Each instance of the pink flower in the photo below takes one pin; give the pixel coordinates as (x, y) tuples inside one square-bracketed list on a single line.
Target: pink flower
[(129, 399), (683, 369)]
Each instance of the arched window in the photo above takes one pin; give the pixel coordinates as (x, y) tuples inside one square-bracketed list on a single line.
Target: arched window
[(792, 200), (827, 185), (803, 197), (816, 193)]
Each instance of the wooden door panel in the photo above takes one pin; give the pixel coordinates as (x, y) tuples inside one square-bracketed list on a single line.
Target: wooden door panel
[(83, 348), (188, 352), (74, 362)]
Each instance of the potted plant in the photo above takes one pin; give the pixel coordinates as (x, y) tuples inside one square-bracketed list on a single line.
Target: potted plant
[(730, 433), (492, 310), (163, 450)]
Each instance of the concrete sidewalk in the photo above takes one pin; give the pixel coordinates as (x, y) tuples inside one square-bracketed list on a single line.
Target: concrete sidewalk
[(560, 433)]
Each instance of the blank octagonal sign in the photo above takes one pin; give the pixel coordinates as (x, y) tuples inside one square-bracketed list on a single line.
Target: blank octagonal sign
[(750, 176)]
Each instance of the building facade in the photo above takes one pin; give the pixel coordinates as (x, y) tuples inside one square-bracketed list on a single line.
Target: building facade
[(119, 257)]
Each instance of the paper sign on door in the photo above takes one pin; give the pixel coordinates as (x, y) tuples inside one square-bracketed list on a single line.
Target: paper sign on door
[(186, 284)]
* * *
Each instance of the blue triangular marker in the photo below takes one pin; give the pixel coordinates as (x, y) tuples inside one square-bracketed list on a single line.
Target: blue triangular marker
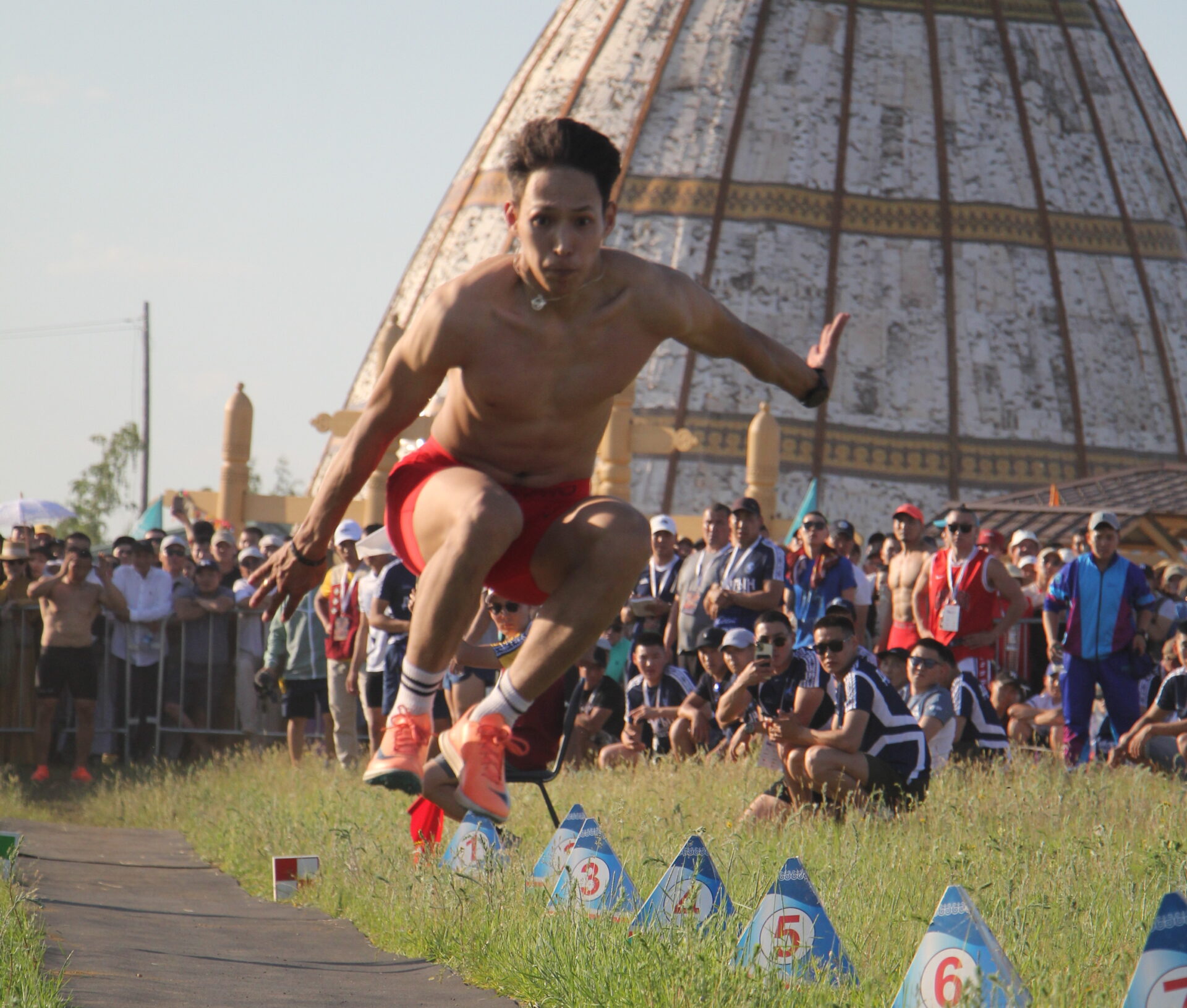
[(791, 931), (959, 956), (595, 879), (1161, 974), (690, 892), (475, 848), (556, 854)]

● **WHAT YOU WILL DO**
Each line above where the word "below" occurs should be returned in full.

● **RESULT**
Each instance of the pink flower in the photo below takes one pin; give the pixel coordinates as (x, y) tuples inside one square-bracketed list on a single line.
Each instance of the blue triangular marker in the photo below takes one pin; give the pixel coordinates as (x, y) tuples inside one square-bracketed list on a single line.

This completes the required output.